CONSIGNE 1 —
Résumez la série de citations en deux phrases.
CONSIGNE 2 —
Poursuivez la série de citations après sa dernière référence.
───── EXTRAIT PRÉSENTÉ ─────
Chez la plupart des théoriciens, on trouve des textes réclamant ou soutenant, dans certains cas, l’opposé précisément de ce que ces auteurs sont fameux pour avoir réclamé et soutenu. Il ne s’agit pas de contradictions, mais de raffinements.
Renaud Camus, Buena Vista Park, Hachette/P.O.L., p. 32.
Je comprends qu’adoptant une bonne mienne habitude, renverse-monde, mais très stabilisatrice, vous passez la moitié de votre vie au lit.
Henri Michaux, « lettre à Claude Cahun (avril 1952) », Œuvres complètes (2), Gallimard, p. XXIX.
Ma vie : Traîner un landau sous l’eau. Les nés-fatigués me comprendront.
Henri Michaux, « Face aux verrous », Œuvres complètes (2), Gallimard, p. 455.
───── MATÉRIEL FOURNI ─────
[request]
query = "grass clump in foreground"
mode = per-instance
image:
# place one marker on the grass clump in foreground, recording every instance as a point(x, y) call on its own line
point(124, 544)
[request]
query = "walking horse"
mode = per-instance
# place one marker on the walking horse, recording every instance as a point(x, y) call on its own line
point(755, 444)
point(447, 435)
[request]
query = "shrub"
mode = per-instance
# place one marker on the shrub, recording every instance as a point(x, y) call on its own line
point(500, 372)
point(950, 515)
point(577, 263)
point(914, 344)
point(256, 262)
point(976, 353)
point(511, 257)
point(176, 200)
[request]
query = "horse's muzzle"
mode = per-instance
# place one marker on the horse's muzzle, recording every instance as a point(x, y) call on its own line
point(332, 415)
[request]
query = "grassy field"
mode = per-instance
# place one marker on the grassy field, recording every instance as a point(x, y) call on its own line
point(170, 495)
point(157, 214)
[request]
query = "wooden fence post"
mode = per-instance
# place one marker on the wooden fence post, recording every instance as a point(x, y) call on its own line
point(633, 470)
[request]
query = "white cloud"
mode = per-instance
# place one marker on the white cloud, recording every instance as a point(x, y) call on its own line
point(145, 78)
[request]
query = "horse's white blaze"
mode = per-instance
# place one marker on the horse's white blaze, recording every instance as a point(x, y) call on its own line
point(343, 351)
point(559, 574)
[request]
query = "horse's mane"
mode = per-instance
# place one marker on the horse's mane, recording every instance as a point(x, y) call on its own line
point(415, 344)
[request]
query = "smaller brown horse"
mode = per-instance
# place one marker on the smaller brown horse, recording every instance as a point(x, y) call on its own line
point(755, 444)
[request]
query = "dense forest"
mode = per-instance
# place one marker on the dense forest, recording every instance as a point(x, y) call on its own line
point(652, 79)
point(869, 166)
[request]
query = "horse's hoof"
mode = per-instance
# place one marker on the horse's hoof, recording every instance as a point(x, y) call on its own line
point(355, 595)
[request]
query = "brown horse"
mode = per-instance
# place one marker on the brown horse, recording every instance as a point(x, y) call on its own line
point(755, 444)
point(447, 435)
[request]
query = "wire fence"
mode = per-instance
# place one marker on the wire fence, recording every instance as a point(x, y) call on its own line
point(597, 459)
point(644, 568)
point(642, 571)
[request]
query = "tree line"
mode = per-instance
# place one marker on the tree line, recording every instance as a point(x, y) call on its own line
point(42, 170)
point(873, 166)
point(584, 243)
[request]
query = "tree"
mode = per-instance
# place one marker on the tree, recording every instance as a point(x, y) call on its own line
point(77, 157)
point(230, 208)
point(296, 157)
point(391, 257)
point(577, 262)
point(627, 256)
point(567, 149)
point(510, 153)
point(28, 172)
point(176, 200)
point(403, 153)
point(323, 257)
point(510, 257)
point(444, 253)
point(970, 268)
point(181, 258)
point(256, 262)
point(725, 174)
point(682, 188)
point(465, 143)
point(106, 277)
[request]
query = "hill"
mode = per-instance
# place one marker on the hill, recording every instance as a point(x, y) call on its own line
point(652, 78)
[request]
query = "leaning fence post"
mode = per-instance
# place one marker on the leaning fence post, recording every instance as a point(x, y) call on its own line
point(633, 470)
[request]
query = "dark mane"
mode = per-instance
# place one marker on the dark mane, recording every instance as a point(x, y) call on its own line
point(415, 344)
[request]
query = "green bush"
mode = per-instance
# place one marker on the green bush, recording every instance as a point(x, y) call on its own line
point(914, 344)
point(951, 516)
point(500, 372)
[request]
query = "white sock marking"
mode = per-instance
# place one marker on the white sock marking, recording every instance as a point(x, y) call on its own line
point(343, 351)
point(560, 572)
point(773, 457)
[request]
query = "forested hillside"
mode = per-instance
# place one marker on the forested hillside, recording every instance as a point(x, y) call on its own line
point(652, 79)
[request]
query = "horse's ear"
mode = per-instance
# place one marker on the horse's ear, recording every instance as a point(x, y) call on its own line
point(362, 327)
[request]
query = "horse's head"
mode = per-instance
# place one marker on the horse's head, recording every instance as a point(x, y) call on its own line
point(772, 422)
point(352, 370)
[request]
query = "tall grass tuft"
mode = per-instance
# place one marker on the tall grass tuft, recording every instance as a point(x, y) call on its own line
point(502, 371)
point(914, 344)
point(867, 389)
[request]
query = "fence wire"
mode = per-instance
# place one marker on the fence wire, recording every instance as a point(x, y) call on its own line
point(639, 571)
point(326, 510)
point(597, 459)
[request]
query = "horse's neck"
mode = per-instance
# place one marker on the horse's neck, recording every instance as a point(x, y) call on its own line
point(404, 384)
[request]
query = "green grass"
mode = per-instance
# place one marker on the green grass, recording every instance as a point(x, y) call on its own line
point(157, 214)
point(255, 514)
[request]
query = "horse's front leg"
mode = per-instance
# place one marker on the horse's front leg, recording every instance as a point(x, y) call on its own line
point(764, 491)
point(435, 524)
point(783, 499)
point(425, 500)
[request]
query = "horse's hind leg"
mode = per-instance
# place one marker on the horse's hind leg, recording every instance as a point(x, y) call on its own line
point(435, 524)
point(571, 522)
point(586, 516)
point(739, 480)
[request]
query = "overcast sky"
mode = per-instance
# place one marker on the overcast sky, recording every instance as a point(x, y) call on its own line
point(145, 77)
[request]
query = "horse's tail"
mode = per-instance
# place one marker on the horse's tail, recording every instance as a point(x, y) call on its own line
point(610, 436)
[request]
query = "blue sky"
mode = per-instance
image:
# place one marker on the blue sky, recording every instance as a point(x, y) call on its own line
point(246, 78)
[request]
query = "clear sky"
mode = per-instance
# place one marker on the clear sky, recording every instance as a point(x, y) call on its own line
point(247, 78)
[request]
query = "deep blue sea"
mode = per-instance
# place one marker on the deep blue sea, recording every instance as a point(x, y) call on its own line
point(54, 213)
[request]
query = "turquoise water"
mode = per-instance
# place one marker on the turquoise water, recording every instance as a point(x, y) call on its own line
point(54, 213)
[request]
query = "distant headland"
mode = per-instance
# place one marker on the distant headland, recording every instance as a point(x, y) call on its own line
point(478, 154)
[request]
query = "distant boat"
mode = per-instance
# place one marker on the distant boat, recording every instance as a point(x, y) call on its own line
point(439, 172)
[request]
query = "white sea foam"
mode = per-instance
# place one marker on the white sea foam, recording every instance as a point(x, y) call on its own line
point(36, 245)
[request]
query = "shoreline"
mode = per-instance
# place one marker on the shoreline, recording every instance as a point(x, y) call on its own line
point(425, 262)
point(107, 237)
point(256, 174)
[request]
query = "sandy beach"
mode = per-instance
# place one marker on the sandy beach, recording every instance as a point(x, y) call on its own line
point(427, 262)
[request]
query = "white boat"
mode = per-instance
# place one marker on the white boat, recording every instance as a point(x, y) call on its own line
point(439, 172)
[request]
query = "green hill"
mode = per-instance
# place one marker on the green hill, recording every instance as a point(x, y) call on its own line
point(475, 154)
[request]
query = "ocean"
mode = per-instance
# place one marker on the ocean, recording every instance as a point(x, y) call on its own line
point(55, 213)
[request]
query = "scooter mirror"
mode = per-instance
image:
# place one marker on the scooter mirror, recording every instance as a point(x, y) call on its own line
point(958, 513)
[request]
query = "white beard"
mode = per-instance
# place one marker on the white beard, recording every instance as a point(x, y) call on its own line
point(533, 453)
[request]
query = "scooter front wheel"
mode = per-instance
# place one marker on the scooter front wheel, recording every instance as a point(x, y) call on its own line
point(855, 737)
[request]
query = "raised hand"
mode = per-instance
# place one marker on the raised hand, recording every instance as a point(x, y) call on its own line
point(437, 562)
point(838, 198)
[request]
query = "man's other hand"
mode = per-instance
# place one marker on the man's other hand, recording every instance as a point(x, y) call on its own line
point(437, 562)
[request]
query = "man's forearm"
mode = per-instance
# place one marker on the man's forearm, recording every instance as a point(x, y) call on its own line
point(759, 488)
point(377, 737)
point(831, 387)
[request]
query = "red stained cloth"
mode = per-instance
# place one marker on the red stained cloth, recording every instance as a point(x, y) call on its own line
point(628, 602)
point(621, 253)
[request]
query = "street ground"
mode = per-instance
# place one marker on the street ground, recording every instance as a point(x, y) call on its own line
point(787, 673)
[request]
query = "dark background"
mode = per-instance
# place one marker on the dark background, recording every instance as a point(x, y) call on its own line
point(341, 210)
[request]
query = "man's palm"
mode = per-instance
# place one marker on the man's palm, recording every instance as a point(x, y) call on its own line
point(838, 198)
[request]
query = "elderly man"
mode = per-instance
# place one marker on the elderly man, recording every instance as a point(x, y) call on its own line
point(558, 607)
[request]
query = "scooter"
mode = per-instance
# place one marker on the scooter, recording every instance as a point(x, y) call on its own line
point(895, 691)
─────
RÉPONSE 1 —
Une citation de Renaud Camus observe que, chez la plupart des théoriciens, on trouve des textes soutenant parfois l'opposé de ce qu'ils sont fameux pour avoir soutenu, ce qui relève du raffinement et non de la contradiction. Deux citations d'Henri Michaux, l'une tirée d'une lettre à Claude Cahun et l'autre de « Face aux verrous », évoquent l'habitude de passer la moitié de sa vie au lit et une vie comparée au fait de traîner un landau sous l'eau.

RÉPONSE 2 —
Toute conscience, Husserl l’a montré, est conscience de quelque chose. Cela signifie qu’il n’est pas de conscience qui ne soit position d’un objet transcendant, ou, si l’on préfère, que la conscience n’a pas de « contenu ». Il faut renoncer à ces « données » neutres qui pourraient, selon le système de références choisi, se constituer en « monde » ou en « psychique ». Une table n’est pas dans la conscience, même à titre de représentation. Une table est dans l’espace, à côté de la fenêtre, etc. L’existence de la table, en effet, est un centre d’opacité pour la conscience ; il faudrait un procès infini pour inventorier le contenu total d’une chose. Introduire cette opacité dans la conscience, ce serait renvoyer à l’infini l’inventaire qu’elle peut dresser d’elle-même, faire de la conscience une chose et refuser le cogito. La première démarche d’une philosophie doit donc être pour expulser les choses de la conscience et pour rétablir le vrai rapport de celle-ci avec le monde, à savoir que la conscience est conscience positionnelle du monde. Toute conscience est positionnelle en ce qu’elle se transcende pour atteindre un objet, et elle s’épuise dans cette position même.
Jean-Paul Sartre, « Le cogito “préréflexif” et l’être du “percipere” », L’être et le néant, Gallimard, pp. 17-18.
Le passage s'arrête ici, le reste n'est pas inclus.